Copy every entry precisely.

═══ SUPPLIED INFORMATION ═══

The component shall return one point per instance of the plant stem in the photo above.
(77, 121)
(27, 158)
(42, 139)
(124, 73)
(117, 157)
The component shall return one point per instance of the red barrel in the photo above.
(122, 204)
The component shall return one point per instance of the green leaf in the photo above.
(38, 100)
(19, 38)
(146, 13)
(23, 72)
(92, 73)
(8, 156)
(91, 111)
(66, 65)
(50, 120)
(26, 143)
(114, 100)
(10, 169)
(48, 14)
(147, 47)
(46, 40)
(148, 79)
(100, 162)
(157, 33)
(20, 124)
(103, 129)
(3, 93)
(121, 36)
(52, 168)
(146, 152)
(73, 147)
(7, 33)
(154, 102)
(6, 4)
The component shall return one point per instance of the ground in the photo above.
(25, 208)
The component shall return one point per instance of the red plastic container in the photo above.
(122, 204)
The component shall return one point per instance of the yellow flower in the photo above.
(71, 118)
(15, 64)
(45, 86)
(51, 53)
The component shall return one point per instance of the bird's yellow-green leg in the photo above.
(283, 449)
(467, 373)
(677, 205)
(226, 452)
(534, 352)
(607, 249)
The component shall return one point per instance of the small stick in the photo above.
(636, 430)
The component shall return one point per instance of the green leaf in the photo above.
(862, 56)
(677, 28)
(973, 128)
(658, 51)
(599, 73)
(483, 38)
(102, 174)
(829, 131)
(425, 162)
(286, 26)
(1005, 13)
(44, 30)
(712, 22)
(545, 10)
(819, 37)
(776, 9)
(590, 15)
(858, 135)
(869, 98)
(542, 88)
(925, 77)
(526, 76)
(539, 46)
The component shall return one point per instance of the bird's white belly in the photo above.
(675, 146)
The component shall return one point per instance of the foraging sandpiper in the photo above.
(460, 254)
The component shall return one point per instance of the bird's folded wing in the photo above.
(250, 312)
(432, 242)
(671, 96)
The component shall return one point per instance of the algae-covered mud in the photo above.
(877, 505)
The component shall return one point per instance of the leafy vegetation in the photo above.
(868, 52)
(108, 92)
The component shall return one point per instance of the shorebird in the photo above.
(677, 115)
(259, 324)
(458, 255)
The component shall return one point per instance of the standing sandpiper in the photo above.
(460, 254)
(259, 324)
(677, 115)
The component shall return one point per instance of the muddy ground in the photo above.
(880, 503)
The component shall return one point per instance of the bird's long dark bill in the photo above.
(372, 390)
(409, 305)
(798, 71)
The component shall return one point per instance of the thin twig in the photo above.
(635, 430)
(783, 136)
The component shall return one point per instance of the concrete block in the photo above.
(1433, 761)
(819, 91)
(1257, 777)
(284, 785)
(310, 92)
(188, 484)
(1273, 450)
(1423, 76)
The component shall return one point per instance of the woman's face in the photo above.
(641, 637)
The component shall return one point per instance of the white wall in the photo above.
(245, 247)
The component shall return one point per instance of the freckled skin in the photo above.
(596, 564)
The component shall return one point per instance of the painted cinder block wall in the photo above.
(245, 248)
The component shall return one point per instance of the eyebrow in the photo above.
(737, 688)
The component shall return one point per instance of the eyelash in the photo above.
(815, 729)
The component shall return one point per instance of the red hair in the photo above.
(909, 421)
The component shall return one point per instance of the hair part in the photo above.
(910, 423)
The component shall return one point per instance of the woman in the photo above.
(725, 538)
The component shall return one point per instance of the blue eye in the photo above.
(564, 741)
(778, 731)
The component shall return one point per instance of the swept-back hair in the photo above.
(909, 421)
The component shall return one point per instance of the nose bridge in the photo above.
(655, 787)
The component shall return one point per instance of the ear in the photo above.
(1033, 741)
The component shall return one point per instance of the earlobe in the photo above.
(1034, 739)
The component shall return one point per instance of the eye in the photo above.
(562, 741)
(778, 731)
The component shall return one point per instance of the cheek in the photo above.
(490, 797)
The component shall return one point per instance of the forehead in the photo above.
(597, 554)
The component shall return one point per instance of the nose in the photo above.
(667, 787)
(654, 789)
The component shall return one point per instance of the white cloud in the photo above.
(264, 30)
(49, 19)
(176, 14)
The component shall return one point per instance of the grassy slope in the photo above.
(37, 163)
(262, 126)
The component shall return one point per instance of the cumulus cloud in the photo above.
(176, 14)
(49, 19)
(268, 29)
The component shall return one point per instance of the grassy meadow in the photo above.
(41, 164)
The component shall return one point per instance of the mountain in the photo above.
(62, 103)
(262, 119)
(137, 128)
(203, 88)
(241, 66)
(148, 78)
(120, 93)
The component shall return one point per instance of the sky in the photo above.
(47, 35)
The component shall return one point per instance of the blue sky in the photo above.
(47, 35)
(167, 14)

═══

RESULT OF THIS TASK:
The component shall return one point per instance of the plant stem in the photo above.
(77, 121)
(27, 158)
(42, 139)
(124, 73)
(117, 157)
The component shall return one point per instance of the red barrel in the photo above.
(122, 204)
The component shall return one point per instance of the green leaf in the photo above.
(38, 100)
(19, 38)
(146, 13)
(23, 72)
(92, 73)
(8, 156)
(91, 111)
(66, 65)
(50, 120)
(26, 143)
(114, 100)
(10, 169)
(48, 14)
(147, 47)
(46, 40)
(148, 79)
(100, 162)
(157, 33)
(20, 124)
(103, 129)
(3, 93)
(121, 36)
(52, 168)
(146, 152)
(73, 147)
(7, 33)
(154, 102)
(6, 4)
The component shall return one point per instance of the ground in the photo above.
(25, 208)
The component shall return one point per instance of the red plastic container in the photo above.
(122, 204)
The component shall return one point per instance of the yellow flower in the photo above.
(71, 118)
(15, 64)
(45, 86)
(51, 53)
The component shall return one point per instance of the bird's yellow-green leg in the photo above.
(283, 449)
(467, 373)
(677, 205)
(226, 452)
(534, 352)
(607, 249)
The component shall return one point per instance of the small stick in the photo above.
(636, 430)
The component shall return one point per instance of the green leaf in the photo above.
(862, 56)
(677, 28)
(973, 128)
(658, 51)
(599, 73)
(483, 38)
(102, 174)
(829, 131)
(425, 162)
(286, 26)
(1005, 13)
(44, 30)
(712, 22)
(545, 10)
(819, 37)
(776, 9)
(590, 15)
(858, 135)
(869, 98)
(542, 88)
(925, 77)
(526, 76)
(539, 46)
The component shall return one point per instance of the bird's white belly in the photo above.
(675, 146)
The component shall return one point per instance of the foraging sandpiper in the photo above.
(460, 254)
The component shall return one point per instance of the bird's folded wing in the photo above.
(250, 312)
(432, 242)
(671, 96)
The component shall return one point per instance of the algae-covered mud in the photo above.
(877, 505)
The component shall return one point per instance of the leafy vegetation in the photo above.
(868, 52)
(108, 92)
The component shall return one point per instance of the shorebird in the photo above.
(677, 115)
(259, 324)
(458, 255)
The component shall return one point per instance of the standing sandpiper in the photo above.
(460, 254)
(259, 324)
(677, 115)
The component shall return one point per instance of the muddy ground in the photo above.
(880, 503)
The component shall return one point per instance of the bird's long dark bill in the photo above.
(372, 390)
(409, 305)
(798, 71)
The component shall return one point per instance of the thin twig in the photo above.
(635, 430)
(783, 136)
The component shall return one point per instance of the concrete block in the photo above.
(1433, 761)
(819, 91)
(1257, 777)
(284, 785)
(310, 92)
(188, 484)
(1273, 450)
(1423, 76)
The component shall return one point per instance of the woman's face in the photo above.
(641, 637)
The component shall return one point per instance of the white wall in the photo above.
(245, 247)
The component shall return one point per instance of the freckled skin in the photo above.
(596, 564)
The component shall return one point per instance of the painted cinder block wall in the photo above.
(245, 248)
The component shall return one point per instance of the eyebrow in the photo above.
(737, 688)
The component shall return one point per instance of the eyelash in the photo above.
(815, 729)
The component shall return one point per instance of the red hair in the photo above.
(909, 421)
The component shall return one point per instance of the hair part in the photo above.
(910, 423)
The component shall return one point per instance of the woman in the photo above.
(725, 538)
The component shall return one point per instance of the blue eye in the photo above.
(564, 741)
(778, 731)
The component shall return one point per instance of the swept-back hair in the photo above.
(909, 421)
The component shall return one point per instance of the nose bridge in the photo above.
(655, 787)
The component shall return one point per instance of the ear in the photo above.
(1033, 741)
The component shall return one point per instance of the earlobe in the photo above.
(1034, 739)
The component shall return one point per instance of the eye in the photo above.
(562, 741)
(778, 731)
The component shall return one point per instance of the cheek in the photo above.
(490, 797)
The component shall return one point per instance of the forehead in the photo above.
(597, 554)
The component shall return one point per instance of the nose in the photo above.
(667, 787)
(654, 789)
The component shall return one point per instance of the white cloud in the photo above.
(264, 30)
(49, 19)
(176, 14)
The component shall return one point per instance of the grassy slope in the photo above.
(37, 163)
(262, 126)
The component shall return one point per instance of the cumulus cloud in the photo above.
(176, 14)
(49, 19)
(268, 29)
The component shall return one point per instance of the grassy meadow in the photo above.
(41, 164)
The component shall return one point per instance of the mountain in the photo above.
(62, 103)
(262, 119)
(137, 128)
(203, 88)
(241, 66)
(148, 78)
(120, 93)
The component shall return one point per instance of the sky in the photo above.
(47, 35)
The component shall return one point per instance of the blue sky in the photo above.
(47, 35)
(167, 14)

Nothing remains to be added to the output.